Find the lines in the records that carry the word "pixel". Copy each one.

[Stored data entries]

BEGIN

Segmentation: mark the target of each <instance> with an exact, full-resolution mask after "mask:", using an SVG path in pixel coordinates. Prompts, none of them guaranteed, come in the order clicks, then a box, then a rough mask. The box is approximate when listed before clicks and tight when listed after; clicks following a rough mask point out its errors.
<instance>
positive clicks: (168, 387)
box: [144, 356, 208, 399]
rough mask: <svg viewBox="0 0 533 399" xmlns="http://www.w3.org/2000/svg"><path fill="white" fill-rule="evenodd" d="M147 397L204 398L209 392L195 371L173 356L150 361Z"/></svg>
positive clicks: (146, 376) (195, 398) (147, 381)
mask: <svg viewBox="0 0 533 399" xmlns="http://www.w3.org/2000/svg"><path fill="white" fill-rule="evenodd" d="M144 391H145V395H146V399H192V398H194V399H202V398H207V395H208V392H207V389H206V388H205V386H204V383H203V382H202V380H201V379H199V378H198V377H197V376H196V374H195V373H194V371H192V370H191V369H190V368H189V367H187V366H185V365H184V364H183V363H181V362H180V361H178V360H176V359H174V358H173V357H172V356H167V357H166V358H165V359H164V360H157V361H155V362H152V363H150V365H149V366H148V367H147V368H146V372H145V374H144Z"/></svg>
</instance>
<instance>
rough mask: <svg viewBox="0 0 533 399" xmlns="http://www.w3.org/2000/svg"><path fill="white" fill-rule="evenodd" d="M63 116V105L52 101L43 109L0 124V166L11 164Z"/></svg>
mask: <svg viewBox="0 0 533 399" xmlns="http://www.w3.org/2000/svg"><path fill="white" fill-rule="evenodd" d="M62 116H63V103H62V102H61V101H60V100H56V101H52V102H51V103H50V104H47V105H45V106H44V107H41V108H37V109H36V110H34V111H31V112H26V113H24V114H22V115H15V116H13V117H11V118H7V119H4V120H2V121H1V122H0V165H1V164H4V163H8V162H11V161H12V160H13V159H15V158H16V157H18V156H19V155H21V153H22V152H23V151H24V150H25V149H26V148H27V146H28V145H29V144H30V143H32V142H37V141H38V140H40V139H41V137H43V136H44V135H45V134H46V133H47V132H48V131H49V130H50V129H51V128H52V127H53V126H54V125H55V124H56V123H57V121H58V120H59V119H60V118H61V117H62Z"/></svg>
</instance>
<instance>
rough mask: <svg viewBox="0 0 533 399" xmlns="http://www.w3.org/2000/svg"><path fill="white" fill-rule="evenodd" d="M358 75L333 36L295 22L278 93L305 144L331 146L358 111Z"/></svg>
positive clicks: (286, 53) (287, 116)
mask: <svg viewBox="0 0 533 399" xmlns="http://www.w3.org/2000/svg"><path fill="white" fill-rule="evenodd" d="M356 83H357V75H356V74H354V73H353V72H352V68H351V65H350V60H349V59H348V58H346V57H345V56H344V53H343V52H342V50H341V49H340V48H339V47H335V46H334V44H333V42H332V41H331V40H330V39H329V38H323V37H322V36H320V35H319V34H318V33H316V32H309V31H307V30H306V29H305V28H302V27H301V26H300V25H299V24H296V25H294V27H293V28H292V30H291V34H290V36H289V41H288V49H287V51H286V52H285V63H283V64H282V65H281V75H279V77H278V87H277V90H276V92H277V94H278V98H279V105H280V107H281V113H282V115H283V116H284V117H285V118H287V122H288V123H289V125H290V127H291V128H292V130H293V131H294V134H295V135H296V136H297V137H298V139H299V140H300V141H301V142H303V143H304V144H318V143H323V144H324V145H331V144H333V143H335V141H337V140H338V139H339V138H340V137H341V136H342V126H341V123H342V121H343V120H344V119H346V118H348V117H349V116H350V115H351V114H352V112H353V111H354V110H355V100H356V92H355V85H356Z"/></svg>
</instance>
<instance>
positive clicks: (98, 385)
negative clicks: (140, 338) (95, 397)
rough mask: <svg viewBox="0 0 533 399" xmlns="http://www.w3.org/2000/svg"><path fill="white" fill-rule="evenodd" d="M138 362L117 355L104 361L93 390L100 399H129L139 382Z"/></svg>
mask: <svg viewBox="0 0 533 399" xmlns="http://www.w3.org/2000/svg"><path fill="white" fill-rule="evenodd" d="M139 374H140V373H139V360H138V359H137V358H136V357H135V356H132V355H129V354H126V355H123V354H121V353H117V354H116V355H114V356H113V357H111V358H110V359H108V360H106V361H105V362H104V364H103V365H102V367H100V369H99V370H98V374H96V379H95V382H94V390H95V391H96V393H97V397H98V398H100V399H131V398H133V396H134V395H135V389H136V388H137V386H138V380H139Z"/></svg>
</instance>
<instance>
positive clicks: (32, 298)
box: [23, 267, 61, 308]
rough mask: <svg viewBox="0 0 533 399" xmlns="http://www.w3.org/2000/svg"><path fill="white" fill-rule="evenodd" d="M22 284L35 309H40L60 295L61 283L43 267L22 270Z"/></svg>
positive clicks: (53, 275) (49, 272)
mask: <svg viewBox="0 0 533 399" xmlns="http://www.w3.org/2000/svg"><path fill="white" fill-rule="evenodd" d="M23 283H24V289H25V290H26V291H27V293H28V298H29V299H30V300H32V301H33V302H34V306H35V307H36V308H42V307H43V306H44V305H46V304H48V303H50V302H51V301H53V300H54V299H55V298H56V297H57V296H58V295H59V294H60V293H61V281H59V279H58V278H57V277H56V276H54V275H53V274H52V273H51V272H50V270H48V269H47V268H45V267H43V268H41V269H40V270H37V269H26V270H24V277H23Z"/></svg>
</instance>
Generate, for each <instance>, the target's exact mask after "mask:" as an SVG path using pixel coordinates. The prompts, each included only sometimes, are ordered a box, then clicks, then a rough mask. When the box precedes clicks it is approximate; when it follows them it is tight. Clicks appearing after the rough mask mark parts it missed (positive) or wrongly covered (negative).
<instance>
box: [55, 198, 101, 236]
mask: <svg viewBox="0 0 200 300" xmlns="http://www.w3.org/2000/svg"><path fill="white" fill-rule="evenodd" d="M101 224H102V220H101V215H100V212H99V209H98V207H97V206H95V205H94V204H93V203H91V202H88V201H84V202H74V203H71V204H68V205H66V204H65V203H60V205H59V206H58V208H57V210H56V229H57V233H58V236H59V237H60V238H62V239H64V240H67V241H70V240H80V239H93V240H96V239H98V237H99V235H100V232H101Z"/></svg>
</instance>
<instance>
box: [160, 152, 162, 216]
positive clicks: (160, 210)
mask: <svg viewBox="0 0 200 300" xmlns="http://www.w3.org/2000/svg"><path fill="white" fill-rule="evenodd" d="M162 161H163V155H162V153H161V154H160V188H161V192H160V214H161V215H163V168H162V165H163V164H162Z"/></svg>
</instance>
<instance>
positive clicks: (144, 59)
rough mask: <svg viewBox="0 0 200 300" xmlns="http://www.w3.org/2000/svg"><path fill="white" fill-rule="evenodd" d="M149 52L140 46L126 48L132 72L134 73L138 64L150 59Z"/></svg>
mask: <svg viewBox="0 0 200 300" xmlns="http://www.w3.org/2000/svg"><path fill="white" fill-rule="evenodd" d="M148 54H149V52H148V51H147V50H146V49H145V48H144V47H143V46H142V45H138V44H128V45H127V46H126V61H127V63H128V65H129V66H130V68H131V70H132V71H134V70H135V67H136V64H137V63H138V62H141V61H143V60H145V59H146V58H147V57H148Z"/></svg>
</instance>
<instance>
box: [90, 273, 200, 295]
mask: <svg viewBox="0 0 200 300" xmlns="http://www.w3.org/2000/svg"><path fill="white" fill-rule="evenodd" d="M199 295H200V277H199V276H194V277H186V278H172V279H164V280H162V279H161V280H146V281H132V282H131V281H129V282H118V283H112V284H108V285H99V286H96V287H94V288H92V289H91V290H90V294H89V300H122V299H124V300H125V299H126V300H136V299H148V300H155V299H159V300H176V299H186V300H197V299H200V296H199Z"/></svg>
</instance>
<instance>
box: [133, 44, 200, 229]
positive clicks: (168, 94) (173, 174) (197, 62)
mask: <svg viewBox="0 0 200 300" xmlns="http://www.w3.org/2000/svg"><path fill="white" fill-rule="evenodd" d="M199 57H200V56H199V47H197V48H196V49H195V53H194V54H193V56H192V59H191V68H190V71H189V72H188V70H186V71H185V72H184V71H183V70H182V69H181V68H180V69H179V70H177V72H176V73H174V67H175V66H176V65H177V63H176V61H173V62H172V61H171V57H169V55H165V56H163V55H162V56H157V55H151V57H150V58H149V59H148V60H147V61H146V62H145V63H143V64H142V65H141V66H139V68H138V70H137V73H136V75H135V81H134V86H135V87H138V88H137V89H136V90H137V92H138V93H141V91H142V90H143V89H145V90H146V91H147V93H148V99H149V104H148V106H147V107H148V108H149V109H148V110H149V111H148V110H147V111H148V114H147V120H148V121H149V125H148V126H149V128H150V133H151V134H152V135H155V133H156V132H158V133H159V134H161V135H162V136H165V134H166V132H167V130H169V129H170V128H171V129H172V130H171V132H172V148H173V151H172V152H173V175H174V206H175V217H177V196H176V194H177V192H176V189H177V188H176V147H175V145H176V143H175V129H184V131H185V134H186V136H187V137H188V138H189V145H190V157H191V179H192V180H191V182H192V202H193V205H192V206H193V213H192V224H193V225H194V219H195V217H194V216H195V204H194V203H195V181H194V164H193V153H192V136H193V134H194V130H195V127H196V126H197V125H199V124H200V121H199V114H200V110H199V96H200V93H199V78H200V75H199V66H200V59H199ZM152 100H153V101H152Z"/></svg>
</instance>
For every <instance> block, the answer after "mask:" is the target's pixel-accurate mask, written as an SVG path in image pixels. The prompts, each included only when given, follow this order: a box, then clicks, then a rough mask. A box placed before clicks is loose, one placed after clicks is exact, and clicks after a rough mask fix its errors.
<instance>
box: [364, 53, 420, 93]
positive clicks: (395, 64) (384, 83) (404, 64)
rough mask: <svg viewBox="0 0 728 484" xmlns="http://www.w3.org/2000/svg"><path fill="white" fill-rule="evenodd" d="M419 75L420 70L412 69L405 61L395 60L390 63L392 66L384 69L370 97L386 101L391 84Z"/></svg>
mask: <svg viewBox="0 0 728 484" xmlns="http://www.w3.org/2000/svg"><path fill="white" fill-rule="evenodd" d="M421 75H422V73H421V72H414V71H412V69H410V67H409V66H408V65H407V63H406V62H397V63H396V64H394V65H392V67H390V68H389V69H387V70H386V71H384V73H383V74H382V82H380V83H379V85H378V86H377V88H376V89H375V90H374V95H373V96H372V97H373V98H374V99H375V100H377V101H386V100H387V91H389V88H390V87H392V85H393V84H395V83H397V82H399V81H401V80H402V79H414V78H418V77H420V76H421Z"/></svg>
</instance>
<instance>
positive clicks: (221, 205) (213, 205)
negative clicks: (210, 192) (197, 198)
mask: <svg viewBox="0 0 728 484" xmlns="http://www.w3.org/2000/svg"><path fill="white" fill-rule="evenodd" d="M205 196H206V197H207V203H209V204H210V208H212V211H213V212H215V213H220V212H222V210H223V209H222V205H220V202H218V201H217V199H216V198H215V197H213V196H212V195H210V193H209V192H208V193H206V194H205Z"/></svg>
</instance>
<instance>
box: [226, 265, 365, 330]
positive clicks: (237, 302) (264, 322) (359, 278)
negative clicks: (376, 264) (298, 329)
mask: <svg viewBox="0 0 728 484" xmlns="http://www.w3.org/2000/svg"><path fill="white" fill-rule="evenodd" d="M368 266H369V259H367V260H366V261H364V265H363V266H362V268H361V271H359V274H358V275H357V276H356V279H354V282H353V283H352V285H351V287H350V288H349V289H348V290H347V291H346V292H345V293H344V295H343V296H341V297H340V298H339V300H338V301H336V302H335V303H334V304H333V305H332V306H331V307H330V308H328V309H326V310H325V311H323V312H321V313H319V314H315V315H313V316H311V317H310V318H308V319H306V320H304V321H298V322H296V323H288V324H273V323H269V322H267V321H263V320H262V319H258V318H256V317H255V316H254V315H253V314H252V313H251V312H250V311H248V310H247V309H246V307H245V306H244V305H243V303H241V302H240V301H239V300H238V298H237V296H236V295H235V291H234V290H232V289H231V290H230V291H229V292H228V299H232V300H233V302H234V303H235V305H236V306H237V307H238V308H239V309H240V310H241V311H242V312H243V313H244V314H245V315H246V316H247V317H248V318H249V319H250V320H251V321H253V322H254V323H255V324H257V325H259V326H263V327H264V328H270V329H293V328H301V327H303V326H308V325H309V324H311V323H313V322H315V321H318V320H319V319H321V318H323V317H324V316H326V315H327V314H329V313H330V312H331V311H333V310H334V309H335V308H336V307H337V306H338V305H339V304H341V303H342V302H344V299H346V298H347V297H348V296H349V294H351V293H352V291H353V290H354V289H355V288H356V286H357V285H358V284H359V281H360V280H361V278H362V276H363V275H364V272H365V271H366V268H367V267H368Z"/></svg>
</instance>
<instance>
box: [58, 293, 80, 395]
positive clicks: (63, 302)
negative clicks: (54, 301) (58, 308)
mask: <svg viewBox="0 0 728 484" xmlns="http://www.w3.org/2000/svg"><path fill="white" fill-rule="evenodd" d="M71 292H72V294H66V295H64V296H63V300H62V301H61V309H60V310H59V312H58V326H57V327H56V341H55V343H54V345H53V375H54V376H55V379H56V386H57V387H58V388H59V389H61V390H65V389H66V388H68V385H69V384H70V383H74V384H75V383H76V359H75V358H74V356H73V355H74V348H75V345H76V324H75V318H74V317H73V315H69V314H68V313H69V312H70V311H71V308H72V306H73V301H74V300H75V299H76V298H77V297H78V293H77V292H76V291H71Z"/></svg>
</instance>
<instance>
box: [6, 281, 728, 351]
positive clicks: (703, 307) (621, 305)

END

ANSWER SECTION -
Segmentation: mark the target of each <instance> with an exact, full-resolution mask after "mask:", using an SVG path in pixel coordinates. Prompts, none of them guaranteed, come in the order clicks, then a box, then a rough mask. The box is approximate when listed before clicks and tight when listed after; clicks following a rough mask point out its errors.
Generate, for each <instance>, the target's exact mask after "mask:" as an SVG path using pixel coordinates. The prompts, each included only sometimes, are ordered a box, then clicks, then a rough mask. When the box precedes clicks it is approximate; when it follows them it is tight. Clicks appearing after the rough mask mark parts it missed (positive) or wrongly covered (negative).
For every <instance> block, the answer after "mask:" is the target's pixel-accurate mask, written as an SVG path in image pixels. The prompts, each included only when given, follow this order: a box, then clicks, then a rough mask. A box placed before clicks is loose, one placed after clicks is exact, and clicks after a rough mask fix its errors.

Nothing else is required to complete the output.